Set of tasks –
A - Print the passage on intergenerational church life from "Messy Church has" up to and including "the meal together.".
B - How would you sum up the passage on intergenerational church life in two sentences?

Text section –
## Start

So what is the way forward? Perhaps initially we might simply start by celebrating and learning from those small, often rural, village churches where, through the necessity of having a single worship space, they have actually built up good cross-generational practice without a specialist children’s or youth worker. We can also learn from the growing number of fresh expressions that have made mutual serving and learning between generations a core value.
Messy Church has been particularly inspiring in this regard, as long as it is seen not as a technique for getting more people into ‘Sunday church’ but rather as a place where people can become Christian together in a congregation in its own right. It is not uncommon for example in congregations who have adopted the Messy Church approach to find that older adult participants become, at least for the two hours of the service, honorary grandparents to the young children they encounter, who both give and receive around the activity tables, during the celebration and over the meal together.
Some congregations have adopted an intergenerational approach of mixed teams making connections with the local community. A growing number of such churches are taking groups into residential Care Homes to share faith through crafts and storytelling and having tea together. There are stories of toddler groups meeting in dementia Nursing Homes, engaging with residents as they sing along with the nursery rhymes that have been known from childhood and through gentle ball games within the mutual acceptance of old and young. An increasing number of Messy Churches are likewise taking teams into Care Homes in the same way, under a ministry which has been christened ‘messy vintage’! Some Anglican dioceses have developed intergenerational connections through an annual Grandparents’ Festival and a number of churches have worked creatively to build connections around special events such as Remembrance Day with its unique coming together of the young in uniformed organisations as well as older church members, some of whom still have memories of recent wars.
Many of the creative forms of worship of recent decades, which have largely been pioneered by children’s and youth workers in churches such as the use prayer spaces, are finding a new lease of life through being extended to include older people. Other initiatives such as Godly Play which was initially developed in the States to accompany children on their spiritual journey, is now being extended to explore how all ages and particularly the elderly can benefit from this reflective storytelling approach to the Bible.
The rapid advances in technology in recent years can on the one hand seem bewildering, particularly to older members of our congregations and therefore lead to a sense of isolation from the modern world. However, viewed more positively, this is another great opportunity for young people to bring their expertise to support older adults in compiling life-story work such as scanning and digitising old photographs and creating memory boxes together. Schools are already leading the way in this partnership of learning between old and young. And also in western society, pressing social needs have opened up the doors for intergenerational connections of involvement in church outreach projects such as food banks and care for the homeless.
In so many ways all this is simply a recovery of a Biblical vision of faith sharing and faith nurture. When we look back into the Old and New Testaments we discover that discipleship and service were learned and expressed both in family celebrations at home and in religious festivals at which all ages participated. We still see this happening among orthodox Jews today where the family gathers for the regular Sabbath meal or to celebrate festivals such as the Feast of Booths where young and old enjoy making shelters to remind each other of how God looked after them on their wilderness journeys. Likewise all-ages are present at the meal that celebrates the Passover where it is the youngest child who asks the question that prompts the storytelling for the whole family to hear together.

## End

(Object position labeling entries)
## Start

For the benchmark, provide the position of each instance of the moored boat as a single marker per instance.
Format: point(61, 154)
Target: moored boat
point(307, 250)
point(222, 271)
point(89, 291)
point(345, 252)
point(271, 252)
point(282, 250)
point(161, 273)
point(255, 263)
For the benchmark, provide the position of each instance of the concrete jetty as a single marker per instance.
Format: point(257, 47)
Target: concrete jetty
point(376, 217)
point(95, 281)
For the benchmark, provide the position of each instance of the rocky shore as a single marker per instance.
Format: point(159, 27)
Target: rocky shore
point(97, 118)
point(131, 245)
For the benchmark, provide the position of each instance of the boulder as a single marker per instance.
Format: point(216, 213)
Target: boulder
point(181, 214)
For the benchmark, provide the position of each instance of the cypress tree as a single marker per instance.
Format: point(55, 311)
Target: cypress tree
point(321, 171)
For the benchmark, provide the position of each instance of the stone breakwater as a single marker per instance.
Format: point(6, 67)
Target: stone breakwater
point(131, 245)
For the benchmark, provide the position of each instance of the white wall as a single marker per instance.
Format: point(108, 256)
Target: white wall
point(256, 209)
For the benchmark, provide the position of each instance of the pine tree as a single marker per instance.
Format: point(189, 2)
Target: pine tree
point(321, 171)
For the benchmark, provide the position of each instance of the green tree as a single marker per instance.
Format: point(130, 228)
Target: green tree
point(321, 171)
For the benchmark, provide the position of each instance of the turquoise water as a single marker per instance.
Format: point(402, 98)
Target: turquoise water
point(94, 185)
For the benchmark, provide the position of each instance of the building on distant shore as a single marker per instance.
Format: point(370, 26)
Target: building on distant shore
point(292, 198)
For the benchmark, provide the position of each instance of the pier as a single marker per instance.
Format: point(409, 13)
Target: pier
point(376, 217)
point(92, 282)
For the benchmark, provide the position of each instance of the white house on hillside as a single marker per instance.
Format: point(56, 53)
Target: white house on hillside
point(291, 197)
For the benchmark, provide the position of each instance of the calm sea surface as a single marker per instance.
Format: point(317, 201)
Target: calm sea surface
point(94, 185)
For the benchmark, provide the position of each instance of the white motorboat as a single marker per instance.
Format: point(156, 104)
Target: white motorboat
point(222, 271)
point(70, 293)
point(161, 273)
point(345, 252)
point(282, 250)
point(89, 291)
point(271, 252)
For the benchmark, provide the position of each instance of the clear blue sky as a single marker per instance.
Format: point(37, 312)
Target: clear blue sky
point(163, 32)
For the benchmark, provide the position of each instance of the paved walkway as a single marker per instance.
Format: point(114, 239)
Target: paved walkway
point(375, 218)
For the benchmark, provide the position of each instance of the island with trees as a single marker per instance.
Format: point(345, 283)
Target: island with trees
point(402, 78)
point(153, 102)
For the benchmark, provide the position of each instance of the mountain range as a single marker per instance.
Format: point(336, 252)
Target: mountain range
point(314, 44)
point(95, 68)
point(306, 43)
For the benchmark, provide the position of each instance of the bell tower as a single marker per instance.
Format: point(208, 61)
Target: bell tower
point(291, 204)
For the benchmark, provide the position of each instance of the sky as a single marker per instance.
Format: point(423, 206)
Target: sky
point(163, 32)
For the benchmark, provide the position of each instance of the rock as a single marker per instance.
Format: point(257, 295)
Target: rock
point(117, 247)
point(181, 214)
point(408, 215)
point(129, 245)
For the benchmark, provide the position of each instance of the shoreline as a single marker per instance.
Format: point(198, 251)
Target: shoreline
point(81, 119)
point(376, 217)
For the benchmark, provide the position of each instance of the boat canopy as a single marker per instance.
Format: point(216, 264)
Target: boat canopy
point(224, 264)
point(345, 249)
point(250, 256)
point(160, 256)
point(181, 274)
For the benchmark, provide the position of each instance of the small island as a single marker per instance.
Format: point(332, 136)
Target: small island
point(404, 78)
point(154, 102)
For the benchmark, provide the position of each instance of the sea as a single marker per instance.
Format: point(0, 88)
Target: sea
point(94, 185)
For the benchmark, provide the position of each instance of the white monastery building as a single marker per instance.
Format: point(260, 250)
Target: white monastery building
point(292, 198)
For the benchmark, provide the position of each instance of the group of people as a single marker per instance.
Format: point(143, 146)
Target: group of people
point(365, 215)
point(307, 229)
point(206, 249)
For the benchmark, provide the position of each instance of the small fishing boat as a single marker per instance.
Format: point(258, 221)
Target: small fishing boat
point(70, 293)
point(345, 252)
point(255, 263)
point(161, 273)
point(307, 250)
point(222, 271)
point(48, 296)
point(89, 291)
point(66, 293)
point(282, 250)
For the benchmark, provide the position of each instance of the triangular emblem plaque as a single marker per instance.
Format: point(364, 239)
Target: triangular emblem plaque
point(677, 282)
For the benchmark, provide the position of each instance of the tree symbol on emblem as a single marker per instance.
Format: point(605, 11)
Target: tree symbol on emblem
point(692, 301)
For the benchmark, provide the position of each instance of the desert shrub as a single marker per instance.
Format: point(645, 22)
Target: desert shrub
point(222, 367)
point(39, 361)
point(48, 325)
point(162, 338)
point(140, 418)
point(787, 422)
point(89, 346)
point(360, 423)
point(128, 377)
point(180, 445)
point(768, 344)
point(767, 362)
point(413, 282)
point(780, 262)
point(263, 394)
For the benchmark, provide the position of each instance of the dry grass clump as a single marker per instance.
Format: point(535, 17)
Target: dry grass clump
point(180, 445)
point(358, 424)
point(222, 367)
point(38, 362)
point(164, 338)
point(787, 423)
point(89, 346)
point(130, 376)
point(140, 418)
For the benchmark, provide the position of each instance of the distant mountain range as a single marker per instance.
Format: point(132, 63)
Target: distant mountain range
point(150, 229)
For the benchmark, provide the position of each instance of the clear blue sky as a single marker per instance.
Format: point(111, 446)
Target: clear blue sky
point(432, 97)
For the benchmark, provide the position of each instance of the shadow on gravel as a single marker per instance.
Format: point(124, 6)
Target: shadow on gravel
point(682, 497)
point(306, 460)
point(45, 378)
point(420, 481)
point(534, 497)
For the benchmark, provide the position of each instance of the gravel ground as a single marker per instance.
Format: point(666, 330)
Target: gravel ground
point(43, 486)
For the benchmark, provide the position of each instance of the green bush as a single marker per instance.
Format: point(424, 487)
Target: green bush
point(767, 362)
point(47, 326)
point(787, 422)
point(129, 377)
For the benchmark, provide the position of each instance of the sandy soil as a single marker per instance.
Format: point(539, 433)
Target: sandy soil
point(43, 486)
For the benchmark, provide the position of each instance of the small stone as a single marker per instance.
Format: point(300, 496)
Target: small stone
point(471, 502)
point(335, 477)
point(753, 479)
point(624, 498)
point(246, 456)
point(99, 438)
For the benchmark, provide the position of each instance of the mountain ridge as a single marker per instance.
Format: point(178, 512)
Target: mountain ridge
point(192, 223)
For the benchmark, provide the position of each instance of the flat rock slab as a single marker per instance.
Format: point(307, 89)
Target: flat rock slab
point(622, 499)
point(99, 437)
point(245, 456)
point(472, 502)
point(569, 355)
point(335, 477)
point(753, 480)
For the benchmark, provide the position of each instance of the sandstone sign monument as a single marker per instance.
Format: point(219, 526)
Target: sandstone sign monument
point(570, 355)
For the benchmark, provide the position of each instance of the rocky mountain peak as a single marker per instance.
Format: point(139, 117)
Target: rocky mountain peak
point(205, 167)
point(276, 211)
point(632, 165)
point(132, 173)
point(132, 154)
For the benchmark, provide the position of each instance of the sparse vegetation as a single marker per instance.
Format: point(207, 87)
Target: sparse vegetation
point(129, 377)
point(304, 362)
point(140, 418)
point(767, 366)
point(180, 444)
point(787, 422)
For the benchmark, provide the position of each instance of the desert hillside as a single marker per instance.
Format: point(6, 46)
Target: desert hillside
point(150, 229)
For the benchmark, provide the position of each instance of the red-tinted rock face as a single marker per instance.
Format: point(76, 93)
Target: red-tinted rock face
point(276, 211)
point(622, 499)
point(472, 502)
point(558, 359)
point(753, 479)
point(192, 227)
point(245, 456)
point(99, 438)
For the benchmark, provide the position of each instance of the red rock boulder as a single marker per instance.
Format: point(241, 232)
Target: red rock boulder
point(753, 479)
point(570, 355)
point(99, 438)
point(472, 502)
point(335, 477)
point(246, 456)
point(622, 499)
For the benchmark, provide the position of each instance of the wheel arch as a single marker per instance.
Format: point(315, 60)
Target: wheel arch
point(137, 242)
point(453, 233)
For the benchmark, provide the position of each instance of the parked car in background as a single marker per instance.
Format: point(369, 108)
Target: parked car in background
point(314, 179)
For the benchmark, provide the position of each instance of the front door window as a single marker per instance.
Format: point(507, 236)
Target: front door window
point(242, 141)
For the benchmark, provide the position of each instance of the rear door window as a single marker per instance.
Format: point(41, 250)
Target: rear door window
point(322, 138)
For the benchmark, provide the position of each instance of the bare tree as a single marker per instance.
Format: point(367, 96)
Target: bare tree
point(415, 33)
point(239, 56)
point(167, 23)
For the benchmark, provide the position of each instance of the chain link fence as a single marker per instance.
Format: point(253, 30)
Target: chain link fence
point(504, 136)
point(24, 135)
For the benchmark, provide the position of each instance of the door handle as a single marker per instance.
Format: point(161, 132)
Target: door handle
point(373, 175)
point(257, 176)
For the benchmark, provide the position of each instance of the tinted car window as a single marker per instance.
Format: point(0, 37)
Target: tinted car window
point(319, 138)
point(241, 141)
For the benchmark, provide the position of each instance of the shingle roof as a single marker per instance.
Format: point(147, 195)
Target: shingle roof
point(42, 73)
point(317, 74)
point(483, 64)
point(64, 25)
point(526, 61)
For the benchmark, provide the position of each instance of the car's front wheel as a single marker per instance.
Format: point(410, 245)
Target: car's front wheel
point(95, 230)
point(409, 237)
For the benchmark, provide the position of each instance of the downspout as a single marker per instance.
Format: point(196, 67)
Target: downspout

## End

Results for each task –
A -
Messy Church has been particularly inspiring in this regard, as long as it is seen not as a technique for getting more people into ‘Sunday church’ but rather as a place where people can become Christian together in a congregation in its own right. It is not uncommon for example in congregations who have adopted the Messy Church approach to find that older adult participants become, at least for the two hours of the service, honorary grandparents to the young children they encounter, who both give and receive around the activity tables, during the celebration and over the meal together.

B - The passage suggests that churches learn from small village congregations and from fresh expressions such as Messy Church, which build cross-generational practice, and it describes congregations taking mixed teams into Care Homes and holding events that bring young and old together. It adds that creative worship forms and new technology give the generations ways to serve and learn together, and it presents all this as a recovery of the Biblical pattern in which all ages shared faith at home and in festivals.